REQUIREMENT: In the listing below, locate the line containing "Put a point on the white picture"; reproduce that line and all lines that follow it, unchanged.

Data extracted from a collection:
***

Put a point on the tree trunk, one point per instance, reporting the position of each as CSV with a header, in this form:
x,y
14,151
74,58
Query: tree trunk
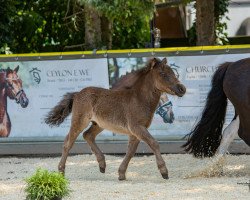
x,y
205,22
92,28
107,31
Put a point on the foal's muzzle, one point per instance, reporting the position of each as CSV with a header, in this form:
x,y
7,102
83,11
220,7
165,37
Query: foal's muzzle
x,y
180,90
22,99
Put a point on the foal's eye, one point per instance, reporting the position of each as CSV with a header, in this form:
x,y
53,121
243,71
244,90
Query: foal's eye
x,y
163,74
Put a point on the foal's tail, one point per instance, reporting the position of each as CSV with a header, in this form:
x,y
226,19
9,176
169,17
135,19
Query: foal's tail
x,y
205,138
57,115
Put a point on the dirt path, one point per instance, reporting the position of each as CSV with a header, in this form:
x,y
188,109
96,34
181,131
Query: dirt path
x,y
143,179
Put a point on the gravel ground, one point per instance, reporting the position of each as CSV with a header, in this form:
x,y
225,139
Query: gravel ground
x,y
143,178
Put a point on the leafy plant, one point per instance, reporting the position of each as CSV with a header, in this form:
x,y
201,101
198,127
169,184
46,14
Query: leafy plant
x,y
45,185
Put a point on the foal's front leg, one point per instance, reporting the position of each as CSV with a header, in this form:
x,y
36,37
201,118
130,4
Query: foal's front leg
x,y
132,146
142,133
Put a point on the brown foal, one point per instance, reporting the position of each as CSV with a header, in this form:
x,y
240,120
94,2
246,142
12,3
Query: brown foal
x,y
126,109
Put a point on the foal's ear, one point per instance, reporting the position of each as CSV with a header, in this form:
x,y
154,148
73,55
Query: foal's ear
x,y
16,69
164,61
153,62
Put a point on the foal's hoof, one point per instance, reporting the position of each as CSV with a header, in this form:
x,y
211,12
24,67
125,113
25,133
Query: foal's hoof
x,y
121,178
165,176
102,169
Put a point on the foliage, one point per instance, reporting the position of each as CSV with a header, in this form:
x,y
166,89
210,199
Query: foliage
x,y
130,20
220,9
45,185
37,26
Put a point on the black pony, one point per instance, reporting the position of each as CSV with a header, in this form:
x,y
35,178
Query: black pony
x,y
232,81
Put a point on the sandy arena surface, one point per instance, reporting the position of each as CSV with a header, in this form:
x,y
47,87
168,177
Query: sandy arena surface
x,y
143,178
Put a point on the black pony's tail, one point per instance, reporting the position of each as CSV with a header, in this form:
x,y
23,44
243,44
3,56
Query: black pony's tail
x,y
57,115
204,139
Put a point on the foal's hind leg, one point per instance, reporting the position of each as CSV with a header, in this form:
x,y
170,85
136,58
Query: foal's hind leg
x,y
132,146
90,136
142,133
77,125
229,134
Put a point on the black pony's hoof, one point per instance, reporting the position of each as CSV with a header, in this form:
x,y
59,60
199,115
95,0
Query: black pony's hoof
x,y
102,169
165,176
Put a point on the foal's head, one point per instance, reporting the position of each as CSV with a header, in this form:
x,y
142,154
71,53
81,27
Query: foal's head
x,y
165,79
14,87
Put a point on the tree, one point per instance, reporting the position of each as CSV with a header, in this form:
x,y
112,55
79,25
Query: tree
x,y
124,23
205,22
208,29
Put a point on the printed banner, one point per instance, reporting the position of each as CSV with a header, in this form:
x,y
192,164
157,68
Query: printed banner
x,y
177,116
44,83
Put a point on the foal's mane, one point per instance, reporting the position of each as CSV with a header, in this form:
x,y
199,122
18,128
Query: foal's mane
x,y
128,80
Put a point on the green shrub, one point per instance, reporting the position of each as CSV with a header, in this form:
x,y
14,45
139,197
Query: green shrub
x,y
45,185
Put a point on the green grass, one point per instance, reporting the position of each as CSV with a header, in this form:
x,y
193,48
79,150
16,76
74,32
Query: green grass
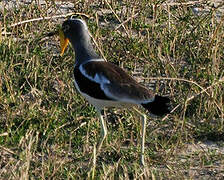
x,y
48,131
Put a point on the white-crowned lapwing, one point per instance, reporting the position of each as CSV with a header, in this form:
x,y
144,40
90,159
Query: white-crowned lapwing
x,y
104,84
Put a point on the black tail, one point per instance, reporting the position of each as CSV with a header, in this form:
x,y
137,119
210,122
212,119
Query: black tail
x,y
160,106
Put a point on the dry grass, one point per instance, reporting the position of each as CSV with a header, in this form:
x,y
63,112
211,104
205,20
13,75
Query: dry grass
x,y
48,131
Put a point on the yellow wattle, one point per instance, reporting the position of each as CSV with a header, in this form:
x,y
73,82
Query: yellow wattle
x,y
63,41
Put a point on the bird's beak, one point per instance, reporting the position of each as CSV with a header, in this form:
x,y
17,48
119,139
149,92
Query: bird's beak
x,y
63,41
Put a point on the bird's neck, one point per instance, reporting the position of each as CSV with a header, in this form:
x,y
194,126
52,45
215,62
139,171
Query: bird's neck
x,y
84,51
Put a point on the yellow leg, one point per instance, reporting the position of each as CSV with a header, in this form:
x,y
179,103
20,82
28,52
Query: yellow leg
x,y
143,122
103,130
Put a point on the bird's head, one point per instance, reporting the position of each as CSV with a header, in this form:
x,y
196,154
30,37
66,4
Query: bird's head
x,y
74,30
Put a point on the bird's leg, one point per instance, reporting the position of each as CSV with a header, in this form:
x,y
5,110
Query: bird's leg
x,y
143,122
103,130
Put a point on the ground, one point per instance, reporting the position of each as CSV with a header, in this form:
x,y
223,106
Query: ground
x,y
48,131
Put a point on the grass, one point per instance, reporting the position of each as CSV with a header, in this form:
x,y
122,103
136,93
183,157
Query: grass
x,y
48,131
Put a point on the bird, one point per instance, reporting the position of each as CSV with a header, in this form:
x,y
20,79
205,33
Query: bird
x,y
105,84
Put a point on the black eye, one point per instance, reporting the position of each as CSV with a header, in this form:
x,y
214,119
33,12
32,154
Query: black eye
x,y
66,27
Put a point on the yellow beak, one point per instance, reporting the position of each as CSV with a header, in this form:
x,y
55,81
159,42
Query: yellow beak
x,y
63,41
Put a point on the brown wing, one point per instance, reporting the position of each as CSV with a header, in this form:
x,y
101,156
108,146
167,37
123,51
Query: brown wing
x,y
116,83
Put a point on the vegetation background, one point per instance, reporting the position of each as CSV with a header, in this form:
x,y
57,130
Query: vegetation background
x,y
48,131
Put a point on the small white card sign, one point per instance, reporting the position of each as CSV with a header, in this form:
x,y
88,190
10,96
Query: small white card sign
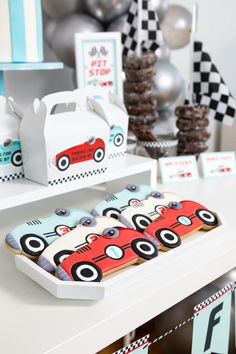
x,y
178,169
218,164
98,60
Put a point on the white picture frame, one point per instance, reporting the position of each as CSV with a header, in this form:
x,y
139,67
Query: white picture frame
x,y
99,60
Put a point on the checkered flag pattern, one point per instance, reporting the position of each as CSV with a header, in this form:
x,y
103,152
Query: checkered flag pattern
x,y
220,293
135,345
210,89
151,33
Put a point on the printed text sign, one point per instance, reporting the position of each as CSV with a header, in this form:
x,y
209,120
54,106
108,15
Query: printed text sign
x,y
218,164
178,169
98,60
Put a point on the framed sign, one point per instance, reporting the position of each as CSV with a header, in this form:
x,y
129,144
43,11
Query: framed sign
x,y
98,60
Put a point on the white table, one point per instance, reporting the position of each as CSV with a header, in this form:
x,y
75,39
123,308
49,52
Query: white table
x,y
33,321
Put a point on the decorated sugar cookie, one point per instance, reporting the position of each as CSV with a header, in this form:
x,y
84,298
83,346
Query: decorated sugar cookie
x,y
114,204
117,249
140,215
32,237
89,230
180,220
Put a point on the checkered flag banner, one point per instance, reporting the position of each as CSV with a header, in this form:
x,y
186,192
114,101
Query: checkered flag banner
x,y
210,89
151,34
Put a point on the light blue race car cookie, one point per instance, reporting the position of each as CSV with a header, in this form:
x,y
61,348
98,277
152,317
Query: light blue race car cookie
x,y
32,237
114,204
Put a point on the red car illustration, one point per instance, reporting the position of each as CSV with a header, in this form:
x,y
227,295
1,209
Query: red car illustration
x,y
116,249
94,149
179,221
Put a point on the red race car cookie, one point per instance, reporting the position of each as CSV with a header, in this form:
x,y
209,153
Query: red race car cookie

***

TASK RESPONSE:
Put a point on the white picture frame, one point per instance, reporting the position of each as CSV with a header, in this form:
x,y
139,67
Query: white picture frame
x,y
99,60
Put a point on the checkered flag pattern, one point per instance, reporting the position of each as CSV with a header, in this form:
x,y
103,152
Query: checkered flag pattern
x,y
220,293
135,345
210,89
151,33
Put a point on the printed text sign, one point per instance, reporting the position of each as CSV with a header, in this form:
x,y
209,120
54,106
108,15
Query: printed text sign
x,y
218,164
178,169
98,60
Put a point on the framed sign, one point per instance, reporting the position of each as CSV with a header, in this form:
x,y
129,144
43,11
Query: framed sign
x,y
98,60
Put a point on the white table, one point per instance, reporting the position of each as CSV with a header, in this form:
x,y
75,39
123,308
49,52
Query: white table
x,y
33,321
Put a point on the decorated sugar cookie, one point per instance, reporting the position of each as CSV with a header, in this form:
x,y
84,298
83,346
Query: decorated sugar cookie
x,y
114,204
117,249
140,215
32,237
89,230
180,220
Put a point on the checkered flag banner, one point per instance, reporting the position of each as CSV with a header, in this form:
x,y
186,192
114,101
Query: checkered flag banner
x,y
210,89
151,34
Put a point on the light blue race car cookie, one point per instance, reporting the position of each as CSV with a header, in this form:
x,y
61,348
98,277
152,317
Query: light blue race car cookie
x,y
32,237
114,204
Put a point on the red car illustration, one point per instance, reporting the position of each as CSV with a header, in this form:
x,y
227,295
1,209
Query: red car illustration
x,y
116,249
94,149
179,221
Put a point on the red race car cookie, one point per instance, reporting the position of each as CSV with a header, in this form:
x,y
209,153
Query: red race car cookie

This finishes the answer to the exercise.